* _Exercise passage_
+ + + + + + +
By Mashud Darlington
Since my car crash at the end of November 2020 and my subsequent stay in hospital to recover from my injuries, I’ve been fortunate, as the road to recovery has given me a series of insights into my condition. A kind of unfolding inner journey that may be of interest to readers.
Having grown up in a culture influenced by Christian teachings, some time ago I became interested in the ideas of Dr Bart D Ehrman, a very distinguished Professor of Religious Studies at the University of North Carolina. Yet working with refugees and witnessing the problems of evil and suffering he encountered in the world, he suffered a loss of faith and turned to agnostic atheism.
However, my own journey being opened into Subud has been different from that of Dr. Ehrman. For I can’t deny the reality of my own experience. I saw the light, quite literally, when a fragment of light broke off from a greater light, fell on my head and burnt its way through my body. One can’t negotiate with something like that along the bargaining lines of, “I’ll do this, if you give me that.” One can only surrender to a force overwhelming in its omniscience and transformative power to a place of evolution and education for the soul. In fact, emphatically not an earthly paradise.
As Muhummad Subuh, the founder of Subud has said,
…at the centre of this life, which is a life of suffering and a life of trials for man, there is also a great peace and bliss if we are able to surrender at that moment.”
+ + + + + + +
* _Available data_
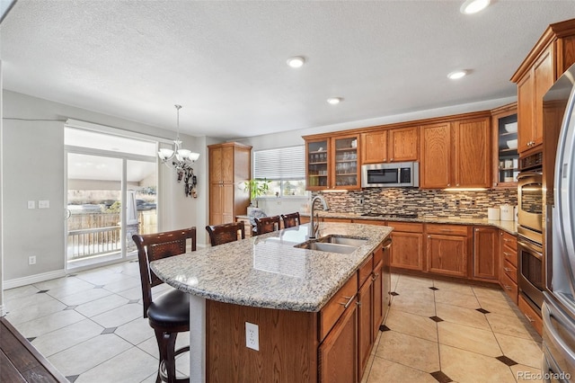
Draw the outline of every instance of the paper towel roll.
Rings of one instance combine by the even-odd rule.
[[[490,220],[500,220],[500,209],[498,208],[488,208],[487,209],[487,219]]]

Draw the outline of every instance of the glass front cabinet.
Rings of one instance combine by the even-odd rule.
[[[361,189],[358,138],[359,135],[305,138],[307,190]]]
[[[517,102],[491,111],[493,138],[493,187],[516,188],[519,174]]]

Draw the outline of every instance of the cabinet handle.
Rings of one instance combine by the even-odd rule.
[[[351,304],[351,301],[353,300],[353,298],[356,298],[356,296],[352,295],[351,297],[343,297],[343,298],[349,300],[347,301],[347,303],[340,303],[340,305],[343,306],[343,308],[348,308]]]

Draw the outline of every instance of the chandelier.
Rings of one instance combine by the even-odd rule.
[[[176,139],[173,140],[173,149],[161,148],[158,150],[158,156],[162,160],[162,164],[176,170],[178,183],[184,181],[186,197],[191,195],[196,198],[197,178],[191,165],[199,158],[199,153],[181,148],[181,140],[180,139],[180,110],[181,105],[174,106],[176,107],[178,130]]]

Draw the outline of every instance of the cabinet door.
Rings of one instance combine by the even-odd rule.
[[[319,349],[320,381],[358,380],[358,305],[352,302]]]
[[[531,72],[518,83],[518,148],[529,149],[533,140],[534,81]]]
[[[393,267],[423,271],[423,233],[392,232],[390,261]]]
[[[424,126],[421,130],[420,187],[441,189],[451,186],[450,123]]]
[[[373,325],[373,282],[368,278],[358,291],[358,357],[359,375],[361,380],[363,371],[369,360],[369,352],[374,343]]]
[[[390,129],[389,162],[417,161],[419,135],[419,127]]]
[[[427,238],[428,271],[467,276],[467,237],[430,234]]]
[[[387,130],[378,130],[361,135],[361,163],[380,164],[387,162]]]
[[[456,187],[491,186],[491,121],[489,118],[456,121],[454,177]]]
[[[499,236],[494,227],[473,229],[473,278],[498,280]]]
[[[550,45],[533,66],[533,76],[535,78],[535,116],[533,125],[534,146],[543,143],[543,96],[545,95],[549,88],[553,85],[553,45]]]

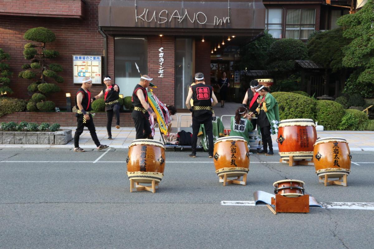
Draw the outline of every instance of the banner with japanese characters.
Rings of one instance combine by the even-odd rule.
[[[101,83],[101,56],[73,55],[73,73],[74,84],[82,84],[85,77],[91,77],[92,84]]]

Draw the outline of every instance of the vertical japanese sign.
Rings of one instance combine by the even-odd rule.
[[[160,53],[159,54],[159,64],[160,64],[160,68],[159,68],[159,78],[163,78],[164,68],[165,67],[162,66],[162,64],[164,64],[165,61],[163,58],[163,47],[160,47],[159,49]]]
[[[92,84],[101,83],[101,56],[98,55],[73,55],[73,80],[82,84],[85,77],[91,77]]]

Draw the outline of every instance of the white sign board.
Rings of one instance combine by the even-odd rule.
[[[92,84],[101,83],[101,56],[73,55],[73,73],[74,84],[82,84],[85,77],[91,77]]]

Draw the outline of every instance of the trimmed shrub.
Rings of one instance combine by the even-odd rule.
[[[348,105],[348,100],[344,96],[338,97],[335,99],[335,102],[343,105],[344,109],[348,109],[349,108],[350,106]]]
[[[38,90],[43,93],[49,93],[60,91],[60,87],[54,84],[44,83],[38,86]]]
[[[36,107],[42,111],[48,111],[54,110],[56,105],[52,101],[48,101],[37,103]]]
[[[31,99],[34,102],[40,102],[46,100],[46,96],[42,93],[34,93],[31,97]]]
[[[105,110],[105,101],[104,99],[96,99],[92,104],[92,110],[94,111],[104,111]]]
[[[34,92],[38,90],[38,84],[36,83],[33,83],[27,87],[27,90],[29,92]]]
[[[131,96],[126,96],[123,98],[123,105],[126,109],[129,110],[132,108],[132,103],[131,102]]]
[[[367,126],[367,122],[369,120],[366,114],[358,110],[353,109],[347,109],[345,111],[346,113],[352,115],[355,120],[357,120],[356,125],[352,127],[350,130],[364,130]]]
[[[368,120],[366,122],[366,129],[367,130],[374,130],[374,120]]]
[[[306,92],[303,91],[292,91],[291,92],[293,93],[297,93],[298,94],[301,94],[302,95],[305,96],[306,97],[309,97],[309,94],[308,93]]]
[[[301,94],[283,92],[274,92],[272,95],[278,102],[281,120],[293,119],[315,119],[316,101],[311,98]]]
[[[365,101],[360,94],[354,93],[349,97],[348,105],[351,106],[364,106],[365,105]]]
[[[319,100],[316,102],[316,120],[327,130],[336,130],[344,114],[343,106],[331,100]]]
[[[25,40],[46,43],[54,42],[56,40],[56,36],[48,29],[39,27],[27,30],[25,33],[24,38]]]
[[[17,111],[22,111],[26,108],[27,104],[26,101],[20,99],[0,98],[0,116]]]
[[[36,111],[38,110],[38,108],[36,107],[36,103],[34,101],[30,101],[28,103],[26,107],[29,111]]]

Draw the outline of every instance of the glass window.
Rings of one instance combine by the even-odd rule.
+ + + + + + +
* _Task A_
In the recovery essay, what is the Spanish translation of "For I can’t deny the reality of my own experience."?
* _Task B_
Reproduce the recovery essay between "By Mashud Darlington" and "to agnostic atheism.", inclusive.

* _Answer box A_
Porque no puedo negar la realidad de mi propia experiencia.

* _Answer box B_
By Mashud Darlington
Since my car crash at the end of November 2020 and my subsequent stay in hospital to recover from my injuries, I’ve been fortunate, as the road to recovery has given me a series of insights into my condition. A kind of unfolding inner journey that may be of interest to readers.
Having grown up in a culture influenced by Christian teachings, some time ago I became interested in the ideas of Dr Bart D Ehrman, a very distinguished Professor of Religious Studies at the University of North Carolina. Yet working with refugees and witnessing the problems of evil and suffering he encountered in the world, he suffered a loss of faith and turned to agnostic atheism.